昨季にベストナイン、ゴールデン・グラブ賞の2冠を獲得。打率.335、29本塁打、95打点、16盗塁の目覚ましい活躍で、25年ぶりのリーグ優勝に大きく貢献した広島・鈴木誠也。球界屈指の外野手はどのように研さんの日々を過ごしていたのか。広島カープ、大野寮寮長の道原裕幸さんに入団当時の思い出を語ってもらった。 取材・構成=吉見淳司、写真=BBM 夜空の下の素振り
すでに時刻は夜10時30分を過ぎている。静まり返った広島カープの二軍寮、大野寮の駐車場。誰もいないはずの暗闇の中から、ブンッ、ブンッと規則正しい音が聞こえてくる。
音の主はまだ18歳の鈴木誠也。額から汗を滴らせた若者は、いつまでもバットを振り続けていた。
「昨年の活躍は驚きではなかったですね。もともと走ることと投げることに関してはズバ抜けていました。後はバッティングだけでしたが、これは入団してからの本人の努力が実を結んだのでしょうね」
そう語るのは大野寮の寮長を務める道原裕幸さん。現役時代は捕手として1975年の広島初優勝に貢献し、引退後はコーチを兼任しながら寮長に就任。若き選手たちの“父親役”として、30年以上にわたって成長を見守ってきたチームの功労者だ。

══════

取り組む課題 =>
記事から「音の主はまだ18歳の鈴木誠也」から「守ってきたチームの功労者だ。」までを、両端の語句も含めて一字も変えずに書き出しなさい。

抽出情報 =>
══════

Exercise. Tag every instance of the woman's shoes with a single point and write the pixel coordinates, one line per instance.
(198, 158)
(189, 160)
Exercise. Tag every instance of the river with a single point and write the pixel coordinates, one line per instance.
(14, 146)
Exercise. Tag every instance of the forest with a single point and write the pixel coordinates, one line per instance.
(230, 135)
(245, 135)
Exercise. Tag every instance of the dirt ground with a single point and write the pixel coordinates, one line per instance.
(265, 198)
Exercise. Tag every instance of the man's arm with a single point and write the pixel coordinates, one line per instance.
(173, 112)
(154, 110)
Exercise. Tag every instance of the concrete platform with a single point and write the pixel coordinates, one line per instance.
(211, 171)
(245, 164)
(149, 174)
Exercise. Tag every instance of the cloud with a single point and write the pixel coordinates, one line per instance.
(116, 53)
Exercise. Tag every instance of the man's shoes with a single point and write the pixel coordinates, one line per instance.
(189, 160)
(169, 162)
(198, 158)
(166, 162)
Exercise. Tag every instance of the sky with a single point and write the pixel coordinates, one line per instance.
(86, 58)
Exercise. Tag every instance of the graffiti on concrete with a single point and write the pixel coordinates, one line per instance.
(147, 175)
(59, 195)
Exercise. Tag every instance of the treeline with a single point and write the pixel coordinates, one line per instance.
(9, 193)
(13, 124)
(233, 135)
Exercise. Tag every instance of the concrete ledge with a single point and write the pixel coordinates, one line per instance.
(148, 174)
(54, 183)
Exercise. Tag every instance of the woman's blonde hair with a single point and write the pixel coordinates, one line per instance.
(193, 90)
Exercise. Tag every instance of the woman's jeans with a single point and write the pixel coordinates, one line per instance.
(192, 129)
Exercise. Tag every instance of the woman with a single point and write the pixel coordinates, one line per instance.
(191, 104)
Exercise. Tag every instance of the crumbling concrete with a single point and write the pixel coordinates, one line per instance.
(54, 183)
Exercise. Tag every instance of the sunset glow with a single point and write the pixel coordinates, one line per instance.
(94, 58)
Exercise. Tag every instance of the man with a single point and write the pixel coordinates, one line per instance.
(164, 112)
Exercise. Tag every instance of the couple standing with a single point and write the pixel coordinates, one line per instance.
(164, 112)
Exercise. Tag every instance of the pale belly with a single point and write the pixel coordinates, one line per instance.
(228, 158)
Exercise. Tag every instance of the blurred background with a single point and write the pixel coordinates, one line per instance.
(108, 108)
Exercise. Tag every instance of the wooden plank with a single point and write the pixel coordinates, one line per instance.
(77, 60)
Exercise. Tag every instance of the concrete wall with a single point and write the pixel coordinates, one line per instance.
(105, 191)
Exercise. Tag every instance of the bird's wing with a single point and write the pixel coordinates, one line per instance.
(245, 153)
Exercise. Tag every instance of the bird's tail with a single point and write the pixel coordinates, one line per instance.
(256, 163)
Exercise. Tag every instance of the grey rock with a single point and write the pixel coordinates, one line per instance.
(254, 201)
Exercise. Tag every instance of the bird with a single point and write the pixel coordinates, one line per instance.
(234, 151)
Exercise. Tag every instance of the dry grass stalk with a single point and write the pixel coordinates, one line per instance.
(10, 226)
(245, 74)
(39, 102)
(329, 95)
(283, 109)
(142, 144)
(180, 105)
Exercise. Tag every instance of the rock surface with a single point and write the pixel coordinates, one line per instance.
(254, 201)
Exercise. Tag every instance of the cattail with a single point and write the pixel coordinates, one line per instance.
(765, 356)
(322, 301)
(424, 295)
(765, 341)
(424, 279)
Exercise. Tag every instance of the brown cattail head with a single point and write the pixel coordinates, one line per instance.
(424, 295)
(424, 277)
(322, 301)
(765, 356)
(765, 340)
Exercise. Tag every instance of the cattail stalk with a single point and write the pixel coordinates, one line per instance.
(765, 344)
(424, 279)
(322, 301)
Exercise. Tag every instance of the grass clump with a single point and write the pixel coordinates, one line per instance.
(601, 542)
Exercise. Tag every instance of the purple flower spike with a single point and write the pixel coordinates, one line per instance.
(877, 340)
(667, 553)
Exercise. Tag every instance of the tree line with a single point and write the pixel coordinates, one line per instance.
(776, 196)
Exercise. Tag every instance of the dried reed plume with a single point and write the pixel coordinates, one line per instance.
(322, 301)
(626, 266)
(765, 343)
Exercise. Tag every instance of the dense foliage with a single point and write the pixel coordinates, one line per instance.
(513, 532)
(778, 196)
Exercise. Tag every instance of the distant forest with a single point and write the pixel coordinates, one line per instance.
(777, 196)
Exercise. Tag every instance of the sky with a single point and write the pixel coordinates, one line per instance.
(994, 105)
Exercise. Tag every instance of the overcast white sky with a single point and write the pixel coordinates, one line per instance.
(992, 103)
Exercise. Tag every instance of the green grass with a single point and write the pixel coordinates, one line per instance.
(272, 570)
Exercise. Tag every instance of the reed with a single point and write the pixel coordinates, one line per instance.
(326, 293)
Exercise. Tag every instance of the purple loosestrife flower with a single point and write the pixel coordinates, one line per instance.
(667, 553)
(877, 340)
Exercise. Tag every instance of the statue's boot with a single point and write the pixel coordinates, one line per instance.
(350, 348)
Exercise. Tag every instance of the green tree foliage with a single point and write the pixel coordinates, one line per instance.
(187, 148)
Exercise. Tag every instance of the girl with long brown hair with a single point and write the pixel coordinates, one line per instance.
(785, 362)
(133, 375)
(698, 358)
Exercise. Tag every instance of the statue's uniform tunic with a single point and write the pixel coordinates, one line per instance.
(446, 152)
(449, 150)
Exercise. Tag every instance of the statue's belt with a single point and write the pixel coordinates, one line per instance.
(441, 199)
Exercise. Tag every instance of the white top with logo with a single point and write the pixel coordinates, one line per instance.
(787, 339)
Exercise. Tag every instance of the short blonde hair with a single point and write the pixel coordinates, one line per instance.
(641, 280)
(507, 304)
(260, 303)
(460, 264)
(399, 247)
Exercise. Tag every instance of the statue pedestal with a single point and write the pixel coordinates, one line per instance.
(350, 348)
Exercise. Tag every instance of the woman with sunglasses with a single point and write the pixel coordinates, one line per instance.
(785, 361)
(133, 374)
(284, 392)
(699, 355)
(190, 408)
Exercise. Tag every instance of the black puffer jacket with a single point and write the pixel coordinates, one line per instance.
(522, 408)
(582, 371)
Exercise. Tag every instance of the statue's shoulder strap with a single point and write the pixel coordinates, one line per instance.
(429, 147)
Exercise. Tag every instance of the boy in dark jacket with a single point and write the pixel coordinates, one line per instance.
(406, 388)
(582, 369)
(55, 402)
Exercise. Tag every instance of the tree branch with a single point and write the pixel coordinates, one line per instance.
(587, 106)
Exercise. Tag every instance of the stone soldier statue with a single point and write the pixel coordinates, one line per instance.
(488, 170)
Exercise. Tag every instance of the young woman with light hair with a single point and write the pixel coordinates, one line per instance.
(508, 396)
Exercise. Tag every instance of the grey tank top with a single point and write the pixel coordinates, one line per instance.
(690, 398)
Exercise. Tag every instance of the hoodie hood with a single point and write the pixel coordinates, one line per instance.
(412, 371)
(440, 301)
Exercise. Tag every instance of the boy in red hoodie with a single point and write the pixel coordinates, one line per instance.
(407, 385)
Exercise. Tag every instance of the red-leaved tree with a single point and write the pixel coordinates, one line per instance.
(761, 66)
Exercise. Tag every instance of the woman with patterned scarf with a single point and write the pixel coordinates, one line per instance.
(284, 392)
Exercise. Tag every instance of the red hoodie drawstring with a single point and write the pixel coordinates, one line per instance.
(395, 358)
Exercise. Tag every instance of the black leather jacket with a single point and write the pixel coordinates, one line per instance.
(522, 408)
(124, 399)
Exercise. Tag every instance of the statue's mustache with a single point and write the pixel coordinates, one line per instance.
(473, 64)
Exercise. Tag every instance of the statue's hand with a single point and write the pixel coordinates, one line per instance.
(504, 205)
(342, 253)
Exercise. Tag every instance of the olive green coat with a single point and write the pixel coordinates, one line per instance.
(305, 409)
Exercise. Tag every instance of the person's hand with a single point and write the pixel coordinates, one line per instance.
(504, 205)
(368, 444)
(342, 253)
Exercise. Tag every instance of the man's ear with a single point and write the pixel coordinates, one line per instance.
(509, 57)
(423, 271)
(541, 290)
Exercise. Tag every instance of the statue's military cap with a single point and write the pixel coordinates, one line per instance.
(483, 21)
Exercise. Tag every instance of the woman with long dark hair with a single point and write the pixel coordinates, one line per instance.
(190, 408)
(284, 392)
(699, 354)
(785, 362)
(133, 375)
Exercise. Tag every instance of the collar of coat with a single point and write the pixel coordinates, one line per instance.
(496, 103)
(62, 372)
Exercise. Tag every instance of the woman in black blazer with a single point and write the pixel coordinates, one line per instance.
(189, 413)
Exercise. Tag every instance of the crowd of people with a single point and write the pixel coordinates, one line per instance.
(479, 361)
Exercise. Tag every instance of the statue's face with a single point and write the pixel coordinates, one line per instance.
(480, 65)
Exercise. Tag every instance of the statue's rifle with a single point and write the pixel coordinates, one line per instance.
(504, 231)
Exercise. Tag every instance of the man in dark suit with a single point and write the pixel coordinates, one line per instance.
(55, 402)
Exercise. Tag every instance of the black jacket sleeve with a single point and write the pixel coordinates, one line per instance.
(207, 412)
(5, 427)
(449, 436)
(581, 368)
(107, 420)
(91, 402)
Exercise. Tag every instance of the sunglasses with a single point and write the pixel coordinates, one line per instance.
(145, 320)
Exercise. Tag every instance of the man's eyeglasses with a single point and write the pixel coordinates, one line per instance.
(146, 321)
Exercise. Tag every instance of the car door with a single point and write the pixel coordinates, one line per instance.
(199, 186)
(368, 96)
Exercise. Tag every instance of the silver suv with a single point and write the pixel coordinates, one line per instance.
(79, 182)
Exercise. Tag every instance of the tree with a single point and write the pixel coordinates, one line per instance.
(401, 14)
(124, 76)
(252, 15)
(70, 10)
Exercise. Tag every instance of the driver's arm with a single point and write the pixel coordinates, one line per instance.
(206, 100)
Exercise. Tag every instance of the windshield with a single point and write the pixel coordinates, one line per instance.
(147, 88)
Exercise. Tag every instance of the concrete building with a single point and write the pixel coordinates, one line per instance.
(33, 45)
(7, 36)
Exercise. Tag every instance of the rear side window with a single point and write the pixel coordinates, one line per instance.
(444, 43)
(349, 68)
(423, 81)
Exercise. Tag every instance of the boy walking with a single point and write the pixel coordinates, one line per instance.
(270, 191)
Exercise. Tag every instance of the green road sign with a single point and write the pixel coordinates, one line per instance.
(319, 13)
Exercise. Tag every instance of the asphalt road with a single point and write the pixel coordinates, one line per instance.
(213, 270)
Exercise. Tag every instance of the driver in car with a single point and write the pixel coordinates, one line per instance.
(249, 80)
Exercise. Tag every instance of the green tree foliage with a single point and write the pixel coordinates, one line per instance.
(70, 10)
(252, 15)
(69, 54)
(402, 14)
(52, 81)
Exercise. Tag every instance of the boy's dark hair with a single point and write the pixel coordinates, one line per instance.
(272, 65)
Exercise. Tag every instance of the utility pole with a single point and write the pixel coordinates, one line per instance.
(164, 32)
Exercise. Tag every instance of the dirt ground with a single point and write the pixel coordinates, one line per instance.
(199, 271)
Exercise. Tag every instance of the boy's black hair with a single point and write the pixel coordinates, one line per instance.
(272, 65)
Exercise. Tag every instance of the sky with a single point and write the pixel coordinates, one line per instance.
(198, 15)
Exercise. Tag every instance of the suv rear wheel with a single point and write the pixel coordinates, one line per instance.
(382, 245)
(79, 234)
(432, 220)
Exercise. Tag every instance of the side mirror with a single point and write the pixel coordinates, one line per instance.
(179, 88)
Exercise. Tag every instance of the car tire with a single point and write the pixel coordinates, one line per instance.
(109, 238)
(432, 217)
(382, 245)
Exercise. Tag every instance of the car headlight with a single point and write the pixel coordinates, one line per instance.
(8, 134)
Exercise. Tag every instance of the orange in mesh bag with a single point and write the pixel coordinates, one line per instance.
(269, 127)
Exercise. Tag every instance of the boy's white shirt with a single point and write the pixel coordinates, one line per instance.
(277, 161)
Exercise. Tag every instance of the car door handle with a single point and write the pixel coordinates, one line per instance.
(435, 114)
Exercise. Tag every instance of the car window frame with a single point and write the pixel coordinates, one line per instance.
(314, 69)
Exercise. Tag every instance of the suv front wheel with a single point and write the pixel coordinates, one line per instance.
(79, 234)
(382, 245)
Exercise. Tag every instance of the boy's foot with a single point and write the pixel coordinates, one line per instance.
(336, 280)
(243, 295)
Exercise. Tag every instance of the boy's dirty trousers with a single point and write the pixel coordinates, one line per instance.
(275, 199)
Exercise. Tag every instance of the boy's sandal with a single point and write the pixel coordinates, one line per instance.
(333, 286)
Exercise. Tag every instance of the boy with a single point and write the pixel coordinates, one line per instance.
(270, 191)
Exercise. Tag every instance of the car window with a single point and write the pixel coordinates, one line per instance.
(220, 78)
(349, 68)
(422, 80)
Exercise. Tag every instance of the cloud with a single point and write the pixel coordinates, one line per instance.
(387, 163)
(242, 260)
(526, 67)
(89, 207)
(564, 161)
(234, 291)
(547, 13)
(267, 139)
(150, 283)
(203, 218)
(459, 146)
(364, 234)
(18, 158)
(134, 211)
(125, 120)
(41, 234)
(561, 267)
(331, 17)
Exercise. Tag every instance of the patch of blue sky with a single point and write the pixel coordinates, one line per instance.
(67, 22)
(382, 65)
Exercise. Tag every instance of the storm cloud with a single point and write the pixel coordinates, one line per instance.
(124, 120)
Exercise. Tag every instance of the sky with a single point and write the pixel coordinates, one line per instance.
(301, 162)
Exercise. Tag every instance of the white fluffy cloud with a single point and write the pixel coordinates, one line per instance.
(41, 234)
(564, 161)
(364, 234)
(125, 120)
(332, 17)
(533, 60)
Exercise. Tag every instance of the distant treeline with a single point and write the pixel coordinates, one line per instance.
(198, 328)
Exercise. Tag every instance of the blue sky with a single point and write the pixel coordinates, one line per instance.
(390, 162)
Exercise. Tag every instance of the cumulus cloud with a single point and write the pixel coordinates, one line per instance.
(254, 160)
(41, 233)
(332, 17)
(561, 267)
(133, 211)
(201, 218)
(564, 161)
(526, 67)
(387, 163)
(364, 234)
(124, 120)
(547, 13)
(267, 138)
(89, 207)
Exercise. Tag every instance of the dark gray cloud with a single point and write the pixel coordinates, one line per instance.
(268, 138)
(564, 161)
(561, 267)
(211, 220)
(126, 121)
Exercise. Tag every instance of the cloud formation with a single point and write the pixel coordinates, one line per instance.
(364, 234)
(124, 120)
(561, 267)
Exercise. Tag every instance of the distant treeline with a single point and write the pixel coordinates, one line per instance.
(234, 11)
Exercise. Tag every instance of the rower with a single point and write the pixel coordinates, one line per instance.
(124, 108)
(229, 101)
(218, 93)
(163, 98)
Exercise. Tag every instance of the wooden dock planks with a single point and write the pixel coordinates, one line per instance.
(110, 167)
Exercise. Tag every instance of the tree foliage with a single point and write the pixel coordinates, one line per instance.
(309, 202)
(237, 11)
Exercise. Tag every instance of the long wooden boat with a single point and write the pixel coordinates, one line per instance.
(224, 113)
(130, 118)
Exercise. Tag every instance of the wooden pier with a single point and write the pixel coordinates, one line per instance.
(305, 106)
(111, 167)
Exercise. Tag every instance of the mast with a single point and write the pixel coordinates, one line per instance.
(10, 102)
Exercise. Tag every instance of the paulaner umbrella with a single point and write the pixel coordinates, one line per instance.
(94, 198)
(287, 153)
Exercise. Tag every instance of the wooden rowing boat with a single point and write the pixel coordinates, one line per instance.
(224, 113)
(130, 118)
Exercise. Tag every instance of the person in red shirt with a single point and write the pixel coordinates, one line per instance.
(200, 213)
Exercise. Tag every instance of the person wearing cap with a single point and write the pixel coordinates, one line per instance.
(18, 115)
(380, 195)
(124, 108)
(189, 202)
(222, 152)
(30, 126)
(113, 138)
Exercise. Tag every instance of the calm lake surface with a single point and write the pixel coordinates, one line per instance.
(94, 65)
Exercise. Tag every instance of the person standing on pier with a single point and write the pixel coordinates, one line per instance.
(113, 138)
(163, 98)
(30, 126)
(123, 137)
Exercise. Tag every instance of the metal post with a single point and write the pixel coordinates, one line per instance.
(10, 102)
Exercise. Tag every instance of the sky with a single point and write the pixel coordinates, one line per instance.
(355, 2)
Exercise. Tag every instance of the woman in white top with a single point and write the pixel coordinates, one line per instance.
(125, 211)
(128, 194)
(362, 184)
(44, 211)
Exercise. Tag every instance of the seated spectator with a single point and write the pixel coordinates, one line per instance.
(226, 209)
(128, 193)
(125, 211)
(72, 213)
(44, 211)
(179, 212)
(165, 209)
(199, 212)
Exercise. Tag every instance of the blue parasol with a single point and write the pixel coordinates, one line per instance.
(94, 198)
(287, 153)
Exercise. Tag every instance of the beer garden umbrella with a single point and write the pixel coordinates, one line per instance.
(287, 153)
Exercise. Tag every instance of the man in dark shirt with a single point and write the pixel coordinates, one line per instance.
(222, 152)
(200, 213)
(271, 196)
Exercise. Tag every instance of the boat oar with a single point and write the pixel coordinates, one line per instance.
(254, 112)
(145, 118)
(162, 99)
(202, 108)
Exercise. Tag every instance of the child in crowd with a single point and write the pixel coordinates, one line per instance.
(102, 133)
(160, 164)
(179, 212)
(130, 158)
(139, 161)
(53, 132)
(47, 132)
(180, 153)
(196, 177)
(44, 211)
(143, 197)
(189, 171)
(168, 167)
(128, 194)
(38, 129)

══════

解答 =>
音の主はまだ18歳の鈴木誠也。額から汗を滴らせた若者は、いつまでもバットを振り続けていた。
「昨年の活躍は驚きではなかったですね。もともと走ることと投げることに関してはズバ抜けていました。後はバッティングだけでしたが、これは入団してからの本人の努力が実を結んだのでしょうね」
そう語るのは大野寮の寮長を務める道原裕幸さん。現役時代は捕手として1975年の広島初優勝に貢献し、引退後はコーチを兼任しながら寮長に就任。若き選手たちの“父親役”として、30年以上にわたって成長を見守ってきたチームの功労者だ。